= Description of the task =
The reply should hold every line of the data below, unchanged, and none of the pictures.

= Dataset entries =
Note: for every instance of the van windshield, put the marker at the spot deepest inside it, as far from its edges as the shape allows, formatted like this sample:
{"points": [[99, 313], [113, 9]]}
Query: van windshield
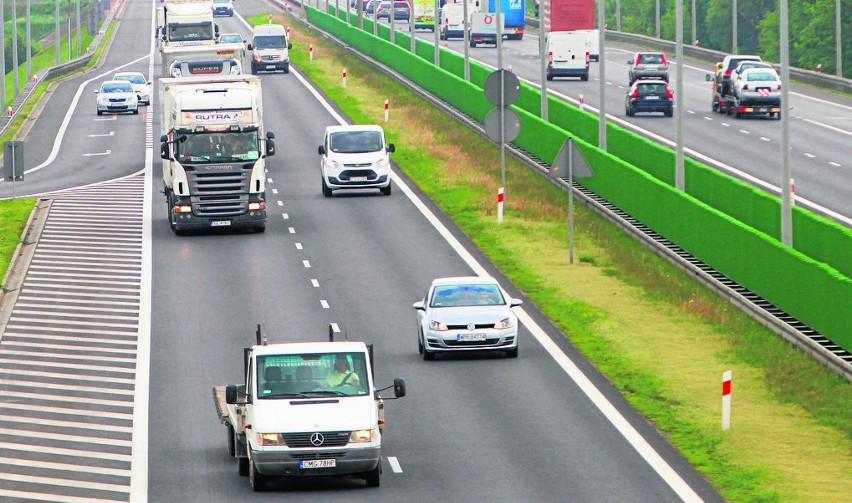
{"points": [[312, 375], [270, 42]]}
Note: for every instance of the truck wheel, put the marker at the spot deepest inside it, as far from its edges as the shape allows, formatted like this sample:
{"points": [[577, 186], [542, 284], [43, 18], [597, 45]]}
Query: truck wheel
{"points": [[373, 477], [232, 442], [256, 479]]}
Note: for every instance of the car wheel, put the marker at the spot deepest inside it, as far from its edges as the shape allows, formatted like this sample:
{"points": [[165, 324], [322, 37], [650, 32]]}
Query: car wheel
{"points": [[373, 477], [232, 442], [256, 479]]}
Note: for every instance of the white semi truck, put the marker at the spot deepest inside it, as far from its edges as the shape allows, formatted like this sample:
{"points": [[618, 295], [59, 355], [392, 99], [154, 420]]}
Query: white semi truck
{"points": [[214, 152], [218, 52], [305, 409], [186, 22]]}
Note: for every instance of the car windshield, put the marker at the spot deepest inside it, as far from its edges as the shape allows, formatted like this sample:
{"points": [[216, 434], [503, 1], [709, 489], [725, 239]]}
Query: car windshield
{"points": [[312, 375], [466, 295], [651, 88], [116, 87], [758, 76], [218, 147], [270, 42], [650, 59], [134, 79], [356, 142]]}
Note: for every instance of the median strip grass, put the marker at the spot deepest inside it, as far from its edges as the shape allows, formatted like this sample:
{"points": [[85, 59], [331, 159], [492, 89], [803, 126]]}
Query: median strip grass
{"points": [[657, 334]]}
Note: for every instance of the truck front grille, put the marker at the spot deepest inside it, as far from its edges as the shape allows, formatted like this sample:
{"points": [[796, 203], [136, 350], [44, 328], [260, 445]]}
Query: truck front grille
{"points": [[219, 191], [329, 439]]}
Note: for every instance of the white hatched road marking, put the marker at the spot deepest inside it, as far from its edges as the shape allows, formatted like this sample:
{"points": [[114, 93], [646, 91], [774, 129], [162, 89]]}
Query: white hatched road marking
{"points": [[68, 356]]}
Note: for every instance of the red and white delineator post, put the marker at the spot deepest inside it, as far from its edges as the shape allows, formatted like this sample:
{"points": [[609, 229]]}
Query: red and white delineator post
{"points": [[726, 400]]}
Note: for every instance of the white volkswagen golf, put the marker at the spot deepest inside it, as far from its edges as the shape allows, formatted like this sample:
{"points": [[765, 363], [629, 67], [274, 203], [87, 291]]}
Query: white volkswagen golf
{"points": [[466, 314]]}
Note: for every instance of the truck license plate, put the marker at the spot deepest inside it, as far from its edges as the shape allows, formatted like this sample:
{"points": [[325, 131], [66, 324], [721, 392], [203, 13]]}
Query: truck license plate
{"points": [[318, 463]]}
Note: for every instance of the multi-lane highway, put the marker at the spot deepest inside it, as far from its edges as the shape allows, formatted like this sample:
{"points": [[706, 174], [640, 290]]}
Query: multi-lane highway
{"points": [[749, 148], [168, 316]]}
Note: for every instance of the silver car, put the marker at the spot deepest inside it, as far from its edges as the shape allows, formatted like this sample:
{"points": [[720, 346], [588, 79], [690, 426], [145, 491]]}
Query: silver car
{"points": [[466, 314], [140, 85], [117, 96]]}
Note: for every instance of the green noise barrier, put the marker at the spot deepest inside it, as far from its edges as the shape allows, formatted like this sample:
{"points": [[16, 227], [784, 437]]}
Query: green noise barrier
{"points": [[724, 222]]}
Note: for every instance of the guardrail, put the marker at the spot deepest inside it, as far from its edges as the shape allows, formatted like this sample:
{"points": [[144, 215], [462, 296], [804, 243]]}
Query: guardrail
{"points": [[821, 80]]}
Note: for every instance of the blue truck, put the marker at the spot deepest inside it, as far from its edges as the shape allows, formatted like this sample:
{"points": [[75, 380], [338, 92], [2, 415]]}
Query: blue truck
{"points": [[514, 17]]}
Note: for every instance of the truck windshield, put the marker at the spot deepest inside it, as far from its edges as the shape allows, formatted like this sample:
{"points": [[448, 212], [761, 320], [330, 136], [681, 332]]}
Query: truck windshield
{"points": [[218, 147], [312, 375], [188, 32], [270, 42]]}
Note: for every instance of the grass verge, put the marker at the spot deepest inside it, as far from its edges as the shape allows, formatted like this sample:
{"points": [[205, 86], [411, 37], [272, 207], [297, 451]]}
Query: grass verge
{"points": [[659, 336]]}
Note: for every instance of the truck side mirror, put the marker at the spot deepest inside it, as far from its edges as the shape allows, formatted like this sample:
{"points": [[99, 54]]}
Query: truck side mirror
{"points": [[399, 388], [231, 394]]}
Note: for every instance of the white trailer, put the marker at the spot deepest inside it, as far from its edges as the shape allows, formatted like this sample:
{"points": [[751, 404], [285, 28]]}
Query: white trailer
{"points": [[214, 149]]}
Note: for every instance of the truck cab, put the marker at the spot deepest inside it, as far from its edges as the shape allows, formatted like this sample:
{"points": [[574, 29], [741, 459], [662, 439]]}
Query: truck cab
{"points": [[306, 409]]}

= Response for this exercise =
Note: for every instance of the van windshield, put the marker at the spot deepest inside it, as far from its edges as the shape allows, formatted like this sample:
{"points": [[99, 313], [113, 9]]}
Query: van windshield
{"points": [[312, 375], [270, 42]]}
Note: for every instance of the truck wheel, put the marker at the spot deepest inside it, as far from its edges as the shape allows, formatted like this sample:
{"points": [[577, 186], [542, 284], [43, 18], [597, 45]]}
Query: truck wheel
{"points": [[373, 477], [232, 442], [256, 479]]}
Note: for every instance of the car wheel, put the marker at the spot deepest inside it, as far from its edges as the shape allows, formatted like this sample:
{"points": [[165, 324], [322, 37], [650, 32]]}
Query: car wheel
{"points": [[373, 477], [232, 442], [256, 479]]}
Note: for every instance of the white semi truck, put the marker at the spot deepest inside it, as far from its edges as the shape allows, formatted like this sample:
{"points": [[618, 295], [59, 355], [392, 99], [154, 420]]}
Query: white semi truck
{"points": [[214, 152], [218, 52], [305, 409], [186, 22]]}
Note: for every instance of the car windshield, put the marker at the spot deepest inside it, as far from its edges as the shape allows, formatted like this sample:
{"points": [[216, 434], [503, 1], [709, 489], [725, 239]]}
Query: car windshield
{"points": [[312, 375], [466, 295], [651, 88], [116, 87], [758, 76], [218, 147], [270, 42], [650, 59], [134, 79], [356, 142]]}
Note: for every instance of the median strip grass, put the marker at the spot deepest inside it, as far from its edges as the shape allows, formatted like this sample:
{"points": [[85, 59], [331, 159], [492, 89], [803, 126]]}
Query: median strip grass
{"points": [[657, 334]]}
Note: for every instance of the truck front grille, put the marker at the spot deepest inside it, as far from its edges as the shape allows, formatted like this sample:
{"points": [[796, 203], [136, 350], [44, 328], [260, 445]]}
Query: truck front grille
{"points": [[219, 191], [329, 439]]}
Note: for every instance of the white hatched road marking, put the marker at the spot deepest inside it, as far from its edges as the shape allows, formatted like this sample:
{"points": [[114, 93], [646, 91], [774, 129], [162, 89]]}
Query: white hatched road marking
{"points": [[68, 356]]}
Note: for every instance of the red and white delineator post, put the marker at the spot deepest inside it, as far from its edges as the shape allows, formatted like this sample:
{"points": [[609, 229]]}
Query: red and white delineator post
{"points": [[726, 400]]}
Note: for every instance of the white volkswagen golf, put the marker at the spot deepest inside it, as far from its edges as the shape allows, formatted like this sample:
{"points": [[765, 363], [629, 67], [274, 203], [87, 291]]}
Query: white volkswagen golf
{"points": [[466, 314]]}
Note: for every instance of the truck license plate, put the marker at the spot deepest inside it, as far from its edges as the shape allows, formatted like this sample:
{"points": [[325, 131], [66, 324], [721, 392], [203, 13]]}
Query: truck license plate
{"points": [[318, 463]]}
Note: for every instance of the multi-lane highway, put the marker at the spot deepest inside it, as far from its edges as the shape allows, formatted like this sample:
{"points": [[706, 174], [640, 290]]}
Query: multi-lane highway
{"points": [[749, 148], [168, 316]]}
Note: for every instance of the silver car, put the marker at the spot deepest inside it, as far from its edges as the shape allows, formatted like this sample:
{"points": [[720, 346], [588, 79], [690, 426], [145, 491]]}
Query: silver car
{"points": [[466, 314], [140, 85], [117, 96]]}
Note: for every instance of the green noise barrier, put the marker at the spot deepest inside it, as far from its edges as the shape allows, formatted like this sample:
{"points": [[16, 227], [784, 437]]}
Query: green noise barrier
{"points": [[724, 222]]}
Note: for every instance of the guardrail, put the marker at the spot deepest inside it, as far from its edges as the shape allows, formatted like this sample:
{"points": [[144, 215], [462, 296], [804, 243]]}
Query: guardrail
{"points": [[821, 80]]}
Note: for every instance of the blue truck, put the marker at the spot deepest inside it, as far from its edges as the shape allows, formatted like this sample:
{"points": [[75, 380], [338, 92], [2, 415]]}
Query: blue truck
{"points": [[514, 17]]}
Note: for every instance of the truck windshield, put the marker at the spot deepest inside it, as far from its edges as the shape allows, formatted like this sample:
{"points": [[448, 212], [761, 320], [330, 136], [681, 332]]}
Query: truck windshield
{"points": [[218, 147], [312, 375], [188, 32], [270, 42]]}
Note: for every instance of the grass verge, put the marker at the spot deepest inside it, as far from its edges as the shape allows, formatted like this sample:
{"points": [[205, 86], [411, 37], [272, 207], [297, 451]]}
Query: grass verge
{"points": [[659, 336]]}
Note: for every instance of the truck side mirror, put the marker at the spot deepest inside it, as far from its edges as the shape allows, formatted like this sample:
{"points": [[99, 54]]}
Query: truck side mirror
{"points": [[399, 388], [231, 394]]}
Note: for every instance of the white trailer, put the marker at the spot deepest inside it, as far from its edges as the shape allows, formatted like this sample:
{"points": [[751, 404], [285, 28]]}
Query: white trailer
{"points": [[214, 149]]}
Note: for every instance of the truck cab, put the marker at the spot deepest inside it, as far from its edges as the shape allows, formatted like this sample:
{"points": [[574, 29], [741, 459], [662, 439]]}
Query: truck cab
{"points": [[306, 409]]}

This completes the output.